Passage provided =
^^^^^^^^
For those portions of a magistrate's findings and recommendations to which neither party has objected, the Act does not prescribe any standard of review. See Thomas v. Arn, 474 U.S. 140, 152, 106 S.Ct. 466, 88 L.Ed.2d 435 (1985) (" There is no indication that Congress, in enacting [the Act], intended to require a district judge to review a magistrate's report[.]" ); United States. v. Reyna-Tapia, 328 F.3d 1114, 1121 (9th Cir. 2003) ( en banc ) (the court must review de novo magistrate's findings and recommendations if objection is made, " but not otherwise" ). Although in the absence of objections no review is required, the Act " does not preclude further review by the district judge[] sua sponte . . . under a de novo or any other standard." Thomas, 474 U.S. at 154. Indeed, the Advisory Committee Notes to Fed.R.Civ.P. 72(b) recommend that " [w]hen no timely objection is filed," the Court review the magistrate's recommendations for " clear error on the face of the record."


Petitioner is an inmate at the Federal Correctional Institute, Sheridan. On November 4, 2003, he was sentenced in the Southern District of Indiana to fifteen years to life arising out of his conviction for being a felon in possession in violation of 18 U.S.C. § 922(g)(1). Petitioner's sentence was increased from what would otherwise have been a ten-year maximum sentence because he was classified as a career offender. Petitioner alleges that his classification as a career offender was based in part on his previous conviction for criminal recklessness.

Filing pro se in the Southern District of Indiana, Petitioner challenged his sentence under 28 U.S.C. § 2255. This challenge was denied on February 23, 2007. Petitioner then filed, again pro se, in the Southern District of Indiana additional motions under § 2255, which were denied based on the prohibition under § 2255(h) against subsequent motions without leave of the appellate court. On April 16, 2013, Petitioner filed pro se before this Court the pending § 2241 Petition, challenging the legality of his sentence in light of the United States Supreme Court decision in Begay v. United States, 553 U.S. 137, 128 S.Ct. 1581, 170 L.Ed.2d 490 (2008), regarding what constitutes an appropriate underlying offense for purposes of career offender classification.
^^^^^^^^
Data =
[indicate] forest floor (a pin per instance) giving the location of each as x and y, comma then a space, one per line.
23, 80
^^^^^^^^
Answer these questions from the court opinion above.
(a) At what facility is the petitioner an inmate?
(b) On what date was the petitioner's first challenge under 28 U.S.C. § 2255 denied?
(c) When no timely objection is filed, what do the Advisory Committee Notes to Fed.R.Civ.P. 72(b) recommend the court review the magistrate's recommendations for?

Worked solution =
(a) The Federal Correctional Institute, Sheridan.
(b) February 23, 2007.
(c) Clear error on the face of the record.